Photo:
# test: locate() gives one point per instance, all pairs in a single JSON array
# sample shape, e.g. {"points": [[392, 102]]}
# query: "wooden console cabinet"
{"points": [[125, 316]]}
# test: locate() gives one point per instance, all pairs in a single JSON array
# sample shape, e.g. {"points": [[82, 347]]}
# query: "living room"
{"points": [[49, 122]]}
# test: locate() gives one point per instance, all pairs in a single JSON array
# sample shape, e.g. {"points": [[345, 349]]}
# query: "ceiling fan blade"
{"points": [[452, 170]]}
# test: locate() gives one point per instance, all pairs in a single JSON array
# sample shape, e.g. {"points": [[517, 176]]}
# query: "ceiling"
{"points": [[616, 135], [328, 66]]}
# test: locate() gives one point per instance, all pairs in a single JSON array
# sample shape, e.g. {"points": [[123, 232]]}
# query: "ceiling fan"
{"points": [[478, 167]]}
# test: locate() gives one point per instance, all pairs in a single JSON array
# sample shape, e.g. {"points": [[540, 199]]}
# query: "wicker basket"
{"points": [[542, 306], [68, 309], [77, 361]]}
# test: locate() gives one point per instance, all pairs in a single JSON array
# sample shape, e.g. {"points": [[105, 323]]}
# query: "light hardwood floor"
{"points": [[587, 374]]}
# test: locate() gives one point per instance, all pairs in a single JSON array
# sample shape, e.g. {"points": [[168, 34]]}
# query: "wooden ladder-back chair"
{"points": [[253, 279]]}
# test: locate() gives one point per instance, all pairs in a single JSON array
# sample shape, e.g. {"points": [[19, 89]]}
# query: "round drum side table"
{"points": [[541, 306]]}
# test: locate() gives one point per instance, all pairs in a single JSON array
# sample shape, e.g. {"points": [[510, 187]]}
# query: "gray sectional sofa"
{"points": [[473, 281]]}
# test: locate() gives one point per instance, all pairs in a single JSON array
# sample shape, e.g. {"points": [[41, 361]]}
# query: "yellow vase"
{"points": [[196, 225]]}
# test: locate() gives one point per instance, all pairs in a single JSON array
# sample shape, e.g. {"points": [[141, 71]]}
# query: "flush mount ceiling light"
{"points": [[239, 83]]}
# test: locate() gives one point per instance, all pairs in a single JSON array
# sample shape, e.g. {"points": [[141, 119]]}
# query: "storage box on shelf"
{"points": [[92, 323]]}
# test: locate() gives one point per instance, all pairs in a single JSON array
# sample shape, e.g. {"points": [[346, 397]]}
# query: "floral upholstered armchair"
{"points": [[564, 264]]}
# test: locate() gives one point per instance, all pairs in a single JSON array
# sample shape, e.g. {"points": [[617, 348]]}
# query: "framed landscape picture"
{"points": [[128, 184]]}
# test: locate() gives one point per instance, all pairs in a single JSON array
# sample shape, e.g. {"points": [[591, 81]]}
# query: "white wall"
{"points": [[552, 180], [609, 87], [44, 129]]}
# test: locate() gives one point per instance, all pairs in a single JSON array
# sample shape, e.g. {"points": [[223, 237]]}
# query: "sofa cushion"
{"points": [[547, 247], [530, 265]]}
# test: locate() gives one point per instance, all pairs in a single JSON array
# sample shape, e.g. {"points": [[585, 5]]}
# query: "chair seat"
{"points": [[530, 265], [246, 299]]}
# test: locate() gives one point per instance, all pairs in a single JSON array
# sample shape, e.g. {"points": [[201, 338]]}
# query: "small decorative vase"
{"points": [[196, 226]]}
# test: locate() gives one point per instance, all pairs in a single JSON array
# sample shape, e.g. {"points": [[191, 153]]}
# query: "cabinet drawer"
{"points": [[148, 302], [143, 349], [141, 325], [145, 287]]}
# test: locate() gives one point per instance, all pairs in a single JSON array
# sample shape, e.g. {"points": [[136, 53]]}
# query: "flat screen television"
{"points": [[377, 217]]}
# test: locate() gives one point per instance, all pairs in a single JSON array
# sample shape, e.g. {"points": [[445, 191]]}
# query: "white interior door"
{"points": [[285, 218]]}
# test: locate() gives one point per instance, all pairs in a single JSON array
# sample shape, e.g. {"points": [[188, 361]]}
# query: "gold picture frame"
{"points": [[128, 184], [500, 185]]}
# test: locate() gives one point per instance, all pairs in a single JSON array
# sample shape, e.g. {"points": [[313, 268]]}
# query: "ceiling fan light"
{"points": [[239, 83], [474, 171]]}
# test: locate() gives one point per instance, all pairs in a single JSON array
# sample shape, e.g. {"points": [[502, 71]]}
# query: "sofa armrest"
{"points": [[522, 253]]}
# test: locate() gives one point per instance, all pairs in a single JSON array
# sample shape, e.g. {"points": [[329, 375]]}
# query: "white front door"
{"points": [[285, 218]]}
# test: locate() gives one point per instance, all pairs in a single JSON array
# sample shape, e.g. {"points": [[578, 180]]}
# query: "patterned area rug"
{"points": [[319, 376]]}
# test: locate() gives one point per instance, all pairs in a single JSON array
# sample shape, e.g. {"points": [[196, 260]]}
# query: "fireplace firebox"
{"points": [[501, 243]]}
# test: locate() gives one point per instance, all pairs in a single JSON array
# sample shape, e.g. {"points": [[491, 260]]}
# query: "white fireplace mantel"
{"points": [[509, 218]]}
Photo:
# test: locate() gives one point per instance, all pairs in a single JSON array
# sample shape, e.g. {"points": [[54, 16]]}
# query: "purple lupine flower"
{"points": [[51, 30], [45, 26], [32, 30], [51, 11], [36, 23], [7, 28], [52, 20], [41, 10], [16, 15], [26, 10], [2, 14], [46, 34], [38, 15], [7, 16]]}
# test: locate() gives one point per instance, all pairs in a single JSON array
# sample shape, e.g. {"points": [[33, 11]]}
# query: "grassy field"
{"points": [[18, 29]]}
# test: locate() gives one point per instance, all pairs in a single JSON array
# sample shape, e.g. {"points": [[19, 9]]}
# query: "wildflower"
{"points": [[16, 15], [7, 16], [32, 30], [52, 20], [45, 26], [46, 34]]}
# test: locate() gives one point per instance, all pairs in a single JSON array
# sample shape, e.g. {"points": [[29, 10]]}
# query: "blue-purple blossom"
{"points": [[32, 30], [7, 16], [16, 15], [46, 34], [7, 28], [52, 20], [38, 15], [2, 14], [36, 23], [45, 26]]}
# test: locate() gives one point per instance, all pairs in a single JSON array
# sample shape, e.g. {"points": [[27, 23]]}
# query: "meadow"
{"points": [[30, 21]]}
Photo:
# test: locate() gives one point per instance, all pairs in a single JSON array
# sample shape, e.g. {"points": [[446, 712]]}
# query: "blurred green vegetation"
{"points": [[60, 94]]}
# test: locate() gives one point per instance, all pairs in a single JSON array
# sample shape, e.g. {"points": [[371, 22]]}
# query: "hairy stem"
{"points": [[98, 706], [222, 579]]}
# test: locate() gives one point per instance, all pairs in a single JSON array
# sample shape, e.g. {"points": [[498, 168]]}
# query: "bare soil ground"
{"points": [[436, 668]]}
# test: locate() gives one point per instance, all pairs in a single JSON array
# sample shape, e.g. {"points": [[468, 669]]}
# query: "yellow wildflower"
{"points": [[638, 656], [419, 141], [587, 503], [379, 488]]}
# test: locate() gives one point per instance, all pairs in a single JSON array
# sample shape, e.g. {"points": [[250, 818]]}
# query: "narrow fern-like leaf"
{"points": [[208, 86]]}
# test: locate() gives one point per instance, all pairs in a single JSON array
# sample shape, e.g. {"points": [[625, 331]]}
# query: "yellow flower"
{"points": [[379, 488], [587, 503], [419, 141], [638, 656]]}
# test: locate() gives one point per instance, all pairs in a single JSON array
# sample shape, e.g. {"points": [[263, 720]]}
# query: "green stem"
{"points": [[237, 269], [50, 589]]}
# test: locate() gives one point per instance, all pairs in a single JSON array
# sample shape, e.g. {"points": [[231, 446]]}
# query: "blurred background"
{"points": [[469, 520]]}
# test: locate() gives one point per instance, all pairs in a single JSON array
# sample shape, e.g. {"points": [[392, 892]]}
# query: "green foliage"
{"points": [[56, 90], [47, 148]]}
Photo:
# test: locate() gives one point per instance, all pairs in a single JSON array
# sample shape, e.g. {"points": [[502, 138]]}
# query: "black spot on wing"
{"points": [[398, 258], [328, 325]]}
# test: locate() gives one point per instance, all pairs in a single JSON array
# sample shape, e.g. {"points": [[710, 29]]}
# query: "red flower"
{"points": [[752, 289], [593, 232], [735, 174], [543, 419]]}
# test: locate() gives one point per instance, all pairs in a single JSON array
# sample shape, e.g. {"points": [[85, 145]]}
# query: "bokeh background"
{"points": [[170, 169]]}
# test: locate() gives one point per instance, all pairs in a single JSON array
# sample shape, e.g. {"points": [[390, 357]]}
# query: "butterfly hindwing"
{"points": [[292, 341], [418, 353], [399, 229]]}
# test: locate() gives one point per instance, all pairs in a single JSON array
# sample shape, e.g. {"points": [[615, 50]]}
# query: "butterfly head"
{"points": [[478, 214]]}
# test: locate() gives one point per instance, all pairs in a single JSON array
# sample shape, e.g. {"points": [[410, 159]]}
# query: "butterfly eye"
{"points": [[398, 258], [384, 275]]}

#### Task to complete
Identify every line above that contains the word "background", and copy each of those lines in full.

#### Complete output
# query: "blurred background"
# query: "bokeh background"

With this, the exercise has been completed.